Gather every line in the rows below that contains the string "cloud", copying each one in full.

Start Items

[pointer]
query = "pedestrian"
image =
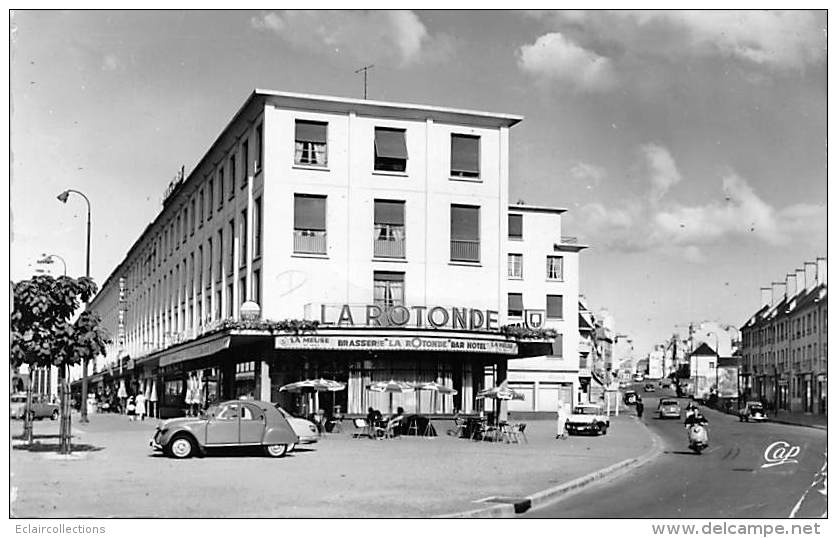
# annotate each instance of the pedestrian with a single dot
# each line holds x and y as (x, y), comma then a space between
(561, 421)
(131, 408)
(140, 406)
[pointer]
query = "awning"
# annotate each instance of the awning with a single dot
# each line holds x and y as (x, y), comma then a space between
(194, 351)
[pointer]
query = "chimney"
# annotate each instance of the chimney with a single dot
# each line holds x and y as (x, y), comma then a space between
(800, 280)
(790, 285)
(810, 275)
(766, 296)
(778, 292)
(822, 271)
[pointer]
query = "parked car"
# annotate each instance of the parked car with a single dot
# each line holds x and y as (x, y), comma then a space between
(752, 411)
(235, 423)
(588, 418)
(303, 428)
(669, 408)
(41, 407)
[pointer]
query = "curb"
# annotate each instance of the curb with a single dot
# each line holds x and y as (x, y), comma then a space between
(548, 496)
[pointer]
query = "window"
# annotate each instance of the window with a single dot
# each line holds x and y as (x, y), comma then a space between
(245, 162)
(515, 305)
(515, 265)
(242, 245)
(389, 229)
(515, 226)
(233, 172)
(259, 147)
(390, 149)
(257, 286)
(464, 156)
(309, 224)
(220, 188)
(558, 346)
(388, 289)
(310, 143)
(555, 307)
(555, 268)
(210, 191)
(257, 208)
(202, 204)
(464, 233)
(231, 235)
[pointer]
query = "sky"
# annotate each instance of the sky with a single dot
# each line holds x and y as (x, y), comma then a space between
(688, 147)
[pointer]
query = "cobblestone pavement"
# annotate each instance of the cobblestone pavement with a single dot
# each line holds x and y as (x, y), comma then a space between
(115, 473)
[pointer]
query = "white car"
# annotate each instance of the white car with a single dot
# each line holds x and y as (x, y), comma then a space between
(304, 429)
(588, 418)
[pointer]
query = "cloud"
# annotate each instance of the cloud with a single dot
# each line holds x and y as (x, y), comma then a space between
(771, 39)
(663, 172)
(738, 213)
(366, 36)
(588, 173)
(554, 57)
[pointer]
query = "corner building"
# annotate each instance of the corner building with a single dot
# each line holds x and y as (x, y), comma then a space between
(384, 222)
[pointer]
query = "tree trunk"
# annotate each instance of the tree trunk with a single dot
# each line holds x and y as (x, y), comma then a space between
(65, 436)
(27, 410)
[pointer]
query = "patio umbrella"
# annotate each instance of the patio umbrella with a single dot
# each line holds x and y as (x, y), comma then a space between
(433, 387)
(316, 386)
(391, 387)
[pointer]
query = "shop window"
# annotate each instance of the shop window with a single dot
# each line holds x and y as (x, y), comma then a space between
(390, 149)
(515, 309)
(388, 289)
(464, 156)
(310, 143)
(464, 233)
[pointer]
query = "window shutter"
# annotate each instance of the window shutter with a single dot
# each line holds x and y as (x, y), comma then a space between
(390, 143)
(465, 153)
(311, 131)
(389, 212)
(309, 212)
(515, 225)
(464, 222)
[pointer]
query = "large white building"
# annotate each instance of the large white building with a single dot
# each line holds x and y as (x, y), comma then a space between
(385, 223)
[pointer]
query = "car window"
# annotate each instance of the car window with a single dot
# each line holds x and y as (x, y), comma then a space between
(228, 412)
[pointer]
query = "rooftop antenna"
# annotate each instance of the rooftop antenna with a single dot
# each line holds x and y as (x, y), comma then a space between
(365, 70)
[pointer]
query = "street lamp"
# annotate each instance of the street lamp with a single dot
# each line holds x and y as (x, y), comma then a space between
(48, 259)
(63, 199)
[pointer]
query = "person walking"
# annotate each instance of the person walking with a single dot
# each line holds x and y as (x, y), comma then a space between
(640, 407)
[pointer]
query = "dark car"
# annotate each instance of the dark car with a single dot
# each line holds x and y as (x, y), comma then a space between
(235, 423)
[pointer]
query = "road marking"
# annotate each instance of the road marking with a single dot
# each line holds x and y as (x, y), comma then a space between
(822, 473)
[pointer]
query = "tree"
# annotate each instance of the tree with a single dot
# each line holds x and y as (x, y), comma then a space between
(42, 334)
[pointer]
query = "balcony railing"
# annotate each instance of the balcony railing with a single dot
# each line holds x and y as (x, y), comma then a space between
(389, 241)
(310, 242)
(464, 250)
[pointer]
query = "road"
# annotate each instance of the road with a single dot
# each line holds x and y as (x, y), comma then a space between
(730, 479)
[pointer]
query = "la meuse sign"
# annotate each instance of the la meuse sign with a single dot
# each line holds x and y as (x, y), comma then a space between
(435, 317)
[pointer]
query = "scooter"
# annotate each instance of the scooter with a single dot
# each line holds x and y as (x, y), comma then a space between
(698, 437)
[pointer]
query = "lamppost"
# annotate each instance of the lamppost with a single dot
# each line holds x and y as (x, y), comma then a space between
(48, 259)
(63, 199)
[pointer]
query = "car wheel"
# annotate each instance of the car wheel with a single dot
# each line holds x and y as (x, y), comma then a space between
(181, 447)
(276, 451)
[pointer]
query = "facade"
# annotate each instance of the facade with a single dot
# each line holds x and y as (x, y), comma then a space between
(376, 231)
(784, 344)
(543, 277)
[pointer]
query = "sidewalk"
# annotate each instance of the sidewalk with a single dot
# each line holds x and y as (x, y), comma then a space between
(799, 419)
(118, 475)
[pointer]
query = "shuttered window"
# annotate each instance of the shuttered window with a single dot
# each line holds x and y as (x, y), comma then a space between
(390, 149)
(464, 155)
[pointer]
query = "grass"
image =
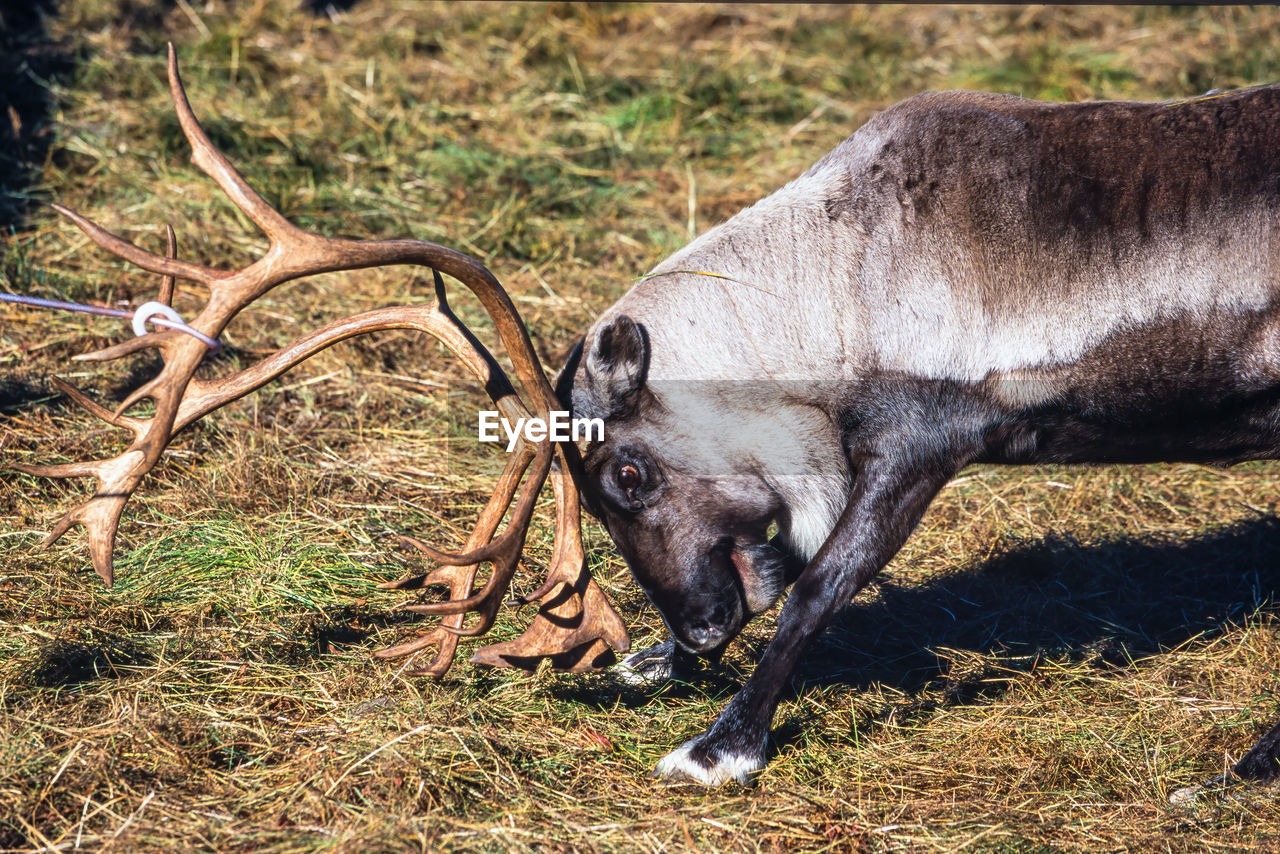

End Items

- Written answer:
query = "cloud"
# annotate each instance of the cloud with a single dot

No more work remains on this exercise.